To do :: Can you switch every "written like this sample" in the records below to "formatted like this example", keeping everything else the same and leaving the pictures out of your answer?

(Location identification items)

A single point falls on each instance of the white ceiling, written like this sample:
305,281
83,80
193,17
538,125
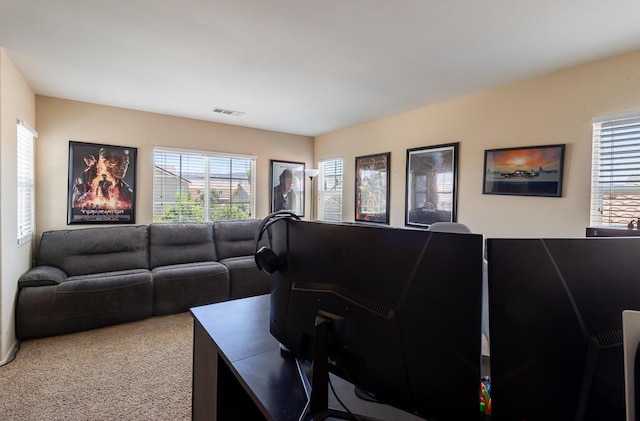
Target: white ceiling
301,66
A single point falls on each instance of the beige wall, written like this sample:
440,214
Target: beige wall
17,101
60,121
555,108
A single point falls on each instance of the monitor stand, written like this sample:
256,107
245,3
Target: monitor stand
317,407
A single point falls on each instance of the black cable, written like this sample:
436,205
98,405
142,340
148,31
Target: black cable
354,416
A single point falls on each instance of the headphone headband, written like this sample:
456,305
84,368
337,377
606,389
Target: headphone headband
265,258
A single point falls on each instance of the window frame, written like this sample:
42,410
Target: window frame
25,182
336,184
207,186
615,200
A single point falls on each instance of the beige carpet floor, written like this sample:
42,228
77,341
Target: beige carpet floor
134,371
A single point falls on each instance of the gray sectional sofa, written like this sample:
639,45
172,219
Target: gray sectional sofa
93,277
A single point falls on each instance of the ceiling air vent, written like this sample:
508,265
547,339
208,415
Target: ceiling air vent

Task solution ::
A single point falls on each instance of the white ceiling, formatted like this example:
305,281
83,80
193,17
538,125
Target: white ceiling
301,66
A single point falls on each instance of the beige wall, formatted like this example:
440,214
Target: beige wall
17,101
60,121
555,108
A single point falls on each instance of the monitor stand, formatted like this example:
256,107
245,3
Target: monitor stand
317,407
A single point falls on each instance of the black cable, formatted like this example:
436,205
98,405
142,340
148,31
Target: black cable
354,416
A single point falls on each instance of the headphone headband, formatted like this example:
456,305
84,368
337,377
606,389
Target: headphone headband
265,258
A single point falls on each instance of the window frame, formatted like this example:
42,410
Target: window frame
25,182
336,184
207,186
615,200
A single point falls on each instance of the beige carpet floor, formatted like this example:
42,228
77,341
Target: beige carpet floor
134,371
A single point falls on each instance of the gray sectional sofa, formatted like this example:
639,45
172,219
Target: gray sectional sofa
93,277
A single point falls on each instance of the ceiling air vent, formatted like this example:
508,265
547,339
208,415
Target: ceiling air vent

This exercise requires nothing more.